═════ Data shown ═════

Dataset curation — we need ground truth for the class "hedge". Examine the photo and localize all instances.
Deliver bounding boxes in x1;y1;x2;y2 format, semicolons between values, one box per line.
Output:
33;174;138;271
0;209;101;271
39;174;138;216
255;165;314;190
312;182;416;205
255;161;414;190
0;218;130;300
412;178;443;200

═════
═════ Data shown ═════

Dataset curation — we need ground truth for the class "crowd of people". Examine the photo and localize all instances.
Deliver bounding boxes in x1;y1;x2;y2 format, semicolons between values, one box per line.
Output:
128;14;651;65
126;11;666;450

═════
═════ Data shown ═════

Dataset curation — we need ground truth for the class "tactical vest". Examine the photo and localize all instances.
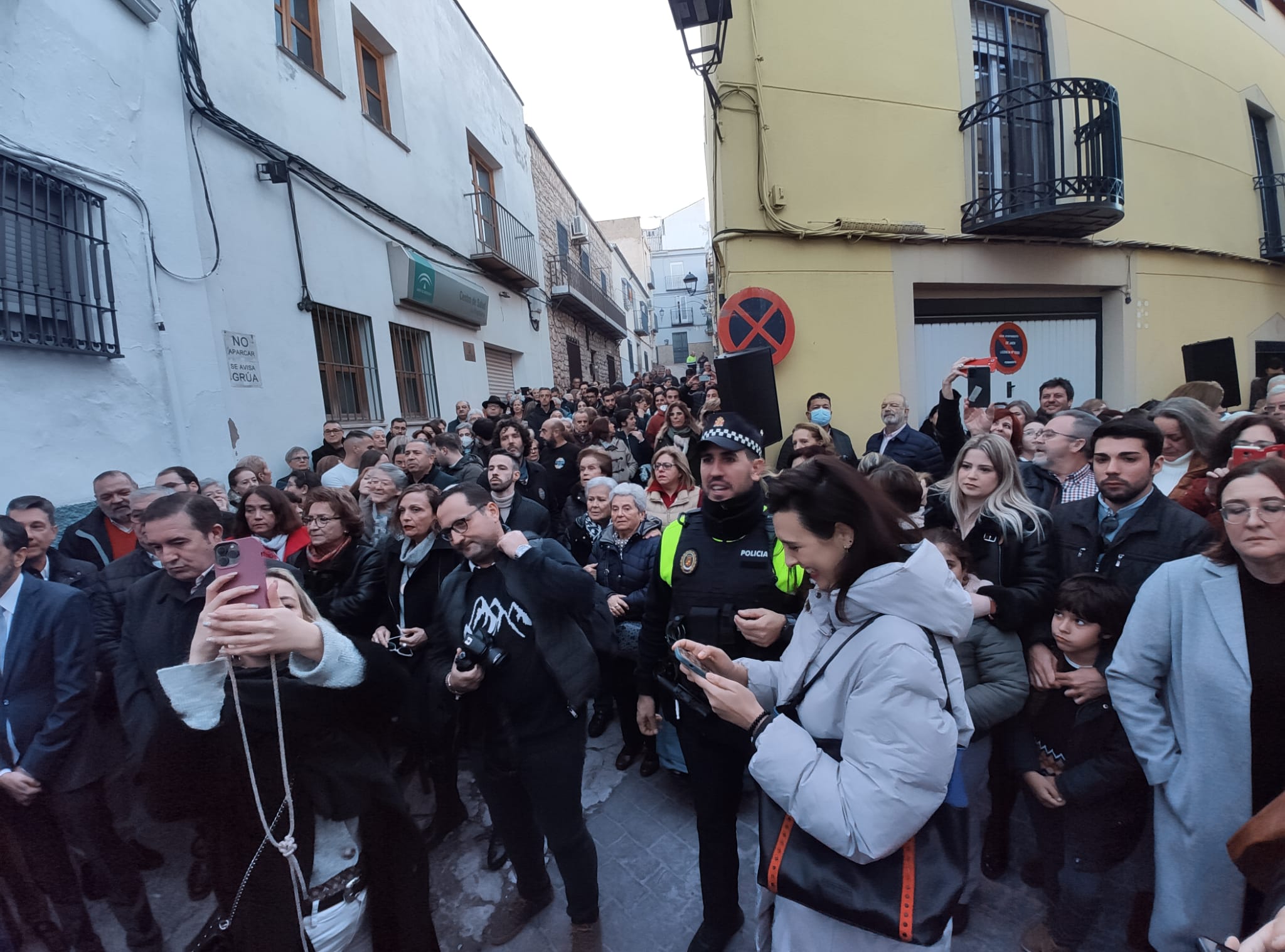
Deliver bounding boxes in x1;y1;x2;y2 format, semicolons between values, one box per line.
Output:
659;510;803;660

═════

Show every line in the entries above that contains the word "Examine", treating uppercase and lowercase as different.

Dataset curation — we need ground truth for the class "hedge". Examine the photo and localize all instances.
Dataset curation — we need ground truth for the class "crowd of people". Examine the photo and localize all instances.
Dataset curation — we need ground truth for the class "tactical vest". Examine the photo and localize all instances.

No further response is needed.